(Records from a data source)
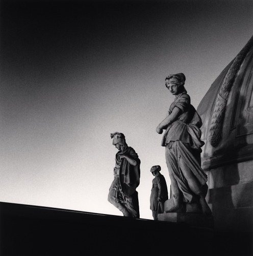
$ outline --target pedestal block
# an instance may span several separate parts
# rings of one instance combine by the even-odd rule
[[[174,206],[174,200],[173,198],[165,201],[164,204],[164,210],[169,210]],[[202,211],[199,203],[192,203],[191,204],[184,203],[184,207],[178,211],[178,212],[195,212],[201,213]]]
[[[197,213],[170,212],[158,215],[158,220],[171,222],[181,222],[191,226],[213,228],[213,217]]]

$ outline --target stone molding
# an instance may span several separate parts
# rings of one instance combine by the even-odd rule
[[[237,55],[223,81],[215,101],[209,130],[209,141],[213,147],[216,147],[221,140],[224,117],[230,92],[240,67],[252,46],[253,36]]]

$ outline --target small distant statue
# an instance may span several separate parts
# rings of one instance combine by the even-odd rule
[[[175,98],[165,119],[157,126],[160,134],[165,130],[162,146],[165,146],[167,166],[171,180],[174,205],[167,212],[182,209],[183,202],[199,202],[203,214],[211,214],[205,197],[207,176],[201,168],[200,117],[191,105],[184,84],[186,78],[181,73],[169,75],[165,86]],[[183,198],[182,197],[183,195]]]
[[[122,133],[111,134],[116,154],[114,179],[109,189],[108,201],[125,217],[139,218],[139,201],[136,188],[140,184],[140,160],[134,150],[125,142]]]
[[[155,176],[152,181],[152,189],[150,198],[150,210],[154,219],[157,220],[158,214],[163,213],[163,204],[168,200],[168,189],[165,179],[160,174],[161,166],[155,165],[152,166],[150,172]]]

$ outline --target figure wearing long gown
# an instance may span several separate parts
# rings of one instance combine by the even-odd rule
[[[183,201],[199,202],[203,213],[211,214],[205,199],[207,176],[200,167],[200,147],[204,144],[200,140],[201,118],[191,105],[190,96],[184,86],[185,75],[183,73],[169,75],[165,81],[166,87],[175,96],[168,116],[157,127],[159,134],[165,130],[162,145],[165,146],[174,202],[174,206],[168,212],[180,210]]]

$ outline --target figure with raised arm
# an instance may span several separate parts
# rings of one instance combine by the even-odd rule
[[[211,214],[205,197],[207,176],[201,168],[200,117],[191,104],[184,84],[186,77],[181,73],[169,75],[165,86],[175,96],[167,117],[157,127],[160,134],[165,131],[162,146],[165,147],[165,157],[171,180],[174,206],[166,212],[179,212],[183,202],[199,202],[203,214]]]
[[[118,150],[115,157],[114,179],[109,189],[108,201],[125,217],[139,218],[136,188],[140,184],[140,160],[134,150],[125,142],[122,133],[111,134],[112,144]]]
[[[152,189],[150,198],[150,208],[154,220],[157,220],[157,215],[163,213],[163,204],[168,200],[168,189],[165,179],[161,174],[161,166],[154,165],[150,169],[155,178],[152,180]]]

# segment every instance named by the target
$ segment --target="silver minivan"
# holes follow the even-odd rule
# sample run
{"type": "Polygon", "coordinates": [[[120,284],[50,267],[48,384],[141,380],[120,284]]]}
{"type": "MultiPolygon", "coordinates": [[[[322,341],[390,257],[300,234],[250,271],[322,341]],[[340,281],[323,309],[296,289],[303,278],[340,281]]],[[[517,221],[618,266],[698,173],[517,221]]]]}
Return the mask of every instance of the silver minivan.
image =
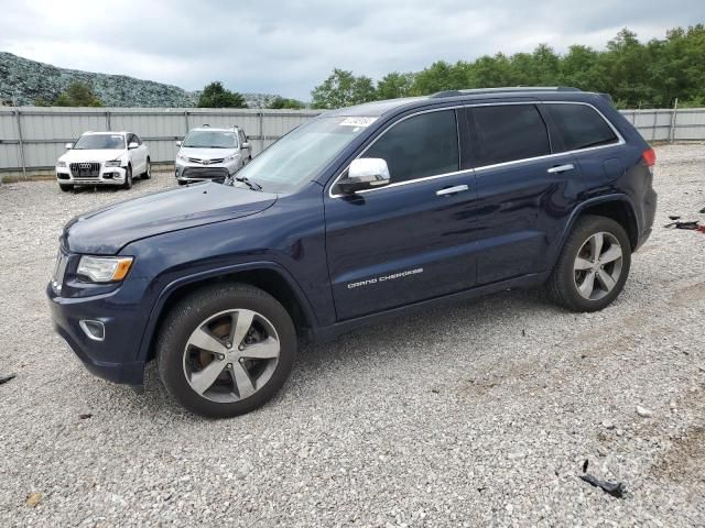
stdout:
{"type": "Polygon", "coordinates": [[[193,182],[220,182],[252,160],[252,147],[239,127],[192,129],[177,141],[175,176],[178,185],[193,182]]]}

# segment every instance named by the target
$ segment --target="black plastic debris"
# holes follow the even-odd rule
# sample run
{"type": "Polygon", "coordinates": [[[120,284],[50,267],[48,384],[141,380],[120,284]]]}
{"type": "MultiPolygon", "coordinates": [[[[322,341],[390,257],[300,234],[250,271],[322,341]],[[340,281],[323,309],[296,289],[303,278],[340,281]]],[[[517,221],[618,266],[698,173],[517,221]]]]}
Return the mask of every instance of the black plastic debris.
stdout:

Set task: Skip the pictures and print each record exactly as it stands.

Solved exercise:
$ outline --target pedestal block
# an instance may span several separate parts
# rings of one instance combine by the even-odd rule
[[[174,206],[174,200],[173,198],[165,201],[164,204],[164,210],[169,210]],[[202,211],[199,203],[192,203],[191,204],[184,203],[184,207],[178,211],[178,212],[195,212],[201,213]]]
[[[197,213],[170,212],[158,215],[158,220],[171,222],[181,222],[191,226],[213,228],[213,217]]]

$ outline --target stone molding
# an instance may span several separate parts
# rings of one instance combine by the even-odd rule
[[[237,55],[223,81],[215,101],[209,130],[209,141],[213,147],[216,147],[221,140],[224,117],[230,92],[240,67],[252,46],[253,36]]]

$ outline --target small distant statue
# an instance may span several separate parts
# rings of one instance combine by the even-odd rule
[[[175,98],[165,119],[157,126],[160,134],[165,130],[162,146],[165,146],[167,166],[171,180],[174,205],[167,212],[182,209],[183,202],[199,202],[203,214],[211,214],[205,197],[207,176],[201,168],[200,117],[191,105],[184,84],[186,78],[181,73],[169,75],[165,86]],[[183,198],[182,197],[183,195]]]
[[[122,133],[111,134],[116,154],[114,179],[109,189],[108,201],[125,217],[139,218],[139,201],[136,188],[140,184],[140,160],[134,150],[125,142]]]
[[[155,176],[152,181],[152,189],[150,198],[150,210],[154,219],[157,220],[158,214],[163,213],[163,204],[168,200],[168,189],[165,179],[160,174],[161,166],[155,165],[152,166],[150,172]]]

$ outline --target figure wearing long gown
# an instance may span several separate parts
# rings of one instance combine by the even-odd rule
[[[183,201],[199,202],[203,213],[211,214],[205,199],[207,176],[200,167],[200,147],[204,144],[200,140],[201,118],[191,105],[190,96],[184,86],[185,75],[183,73],[169,75],[165,81],[166,87],[175,96],[168,116],[157,127],[159,134],[165,130],[162,145],[165,146],[174,202],[174,206],[168,212],[180,210]]]

$ outline --target figure with raised arm
# an instance may span several separate parts
# rings of one instance combine by the even-odd rule
[[[211,214],[205,197],[207,176],[201,168],[200,117],[191,104],[184,84],[186,77],[181,73],[169,75],[165,86],[175,96],[167,117],[157,127],[160,134],[165,131],[162,146],[165,147],[165,157],[171,180],[174,206],[166,212],[179,212],[183,202],[199,202],[203,214]]]
[[[118,150],[115,157],[114,179],[109,189],[108,201],[125,217],[139,218],[136,188],[140,184],[140,160],[134,150],[125,142],[122,133],[111,134],[112,144]]]
[[[152,189],[150,198],[150,208],[154,220],[157,220],[157,215],[163,213],[163,204],[168,200],[168,189],[165,179],[161,174],[161,166],[154,165],[150,169],[155,178],[152,180]]]

# segment every instance named by the target
$ segment --target="silver minivan"
# holes follow the even-odd rule
# sample run
{"type": "Polygon", "coordinates": [[[120,284],[50,267],[48,384],[141,380],[120,284]]]}
{"type": "MultiPolygon", "coordinates": [[[[322,341],[390,257],[300,234],[250,271],[322,341]],[[340,281],[323,309],[296,289],[303,278],[340,281]]],[[[517,221],[618,266],[698,173],[517,221]]]]}
Return the mask of every instance of the silver minivan.
image =
stdout:
{"type": "Polygon", "coordinates": [[[193,182],[220,182],[252,160],[252,147],[239,127],[192,129],[177,141],[175,176],[178,185],[193,182]]]}

# segment every instance named by the target
$ segment --target="black plastic debris"
# holes follow the even-odd rule
# sample run
{"type": "Polygon", "coordinates": [[[120,284],[50,267],[48,384],[141,380],[120,284]]]}
{"type": "MultiPolygon", "coordinates": [[[[322,341],[390,257],[300,234],[250,271],[322,341]],[[340,281],[323,309],[296,289],[303,278],[340,281]]],[[[517,221],[618,266],[698,173],[517,221]]]]}
Return the mask of every instance of the black plastic debris.
stdout:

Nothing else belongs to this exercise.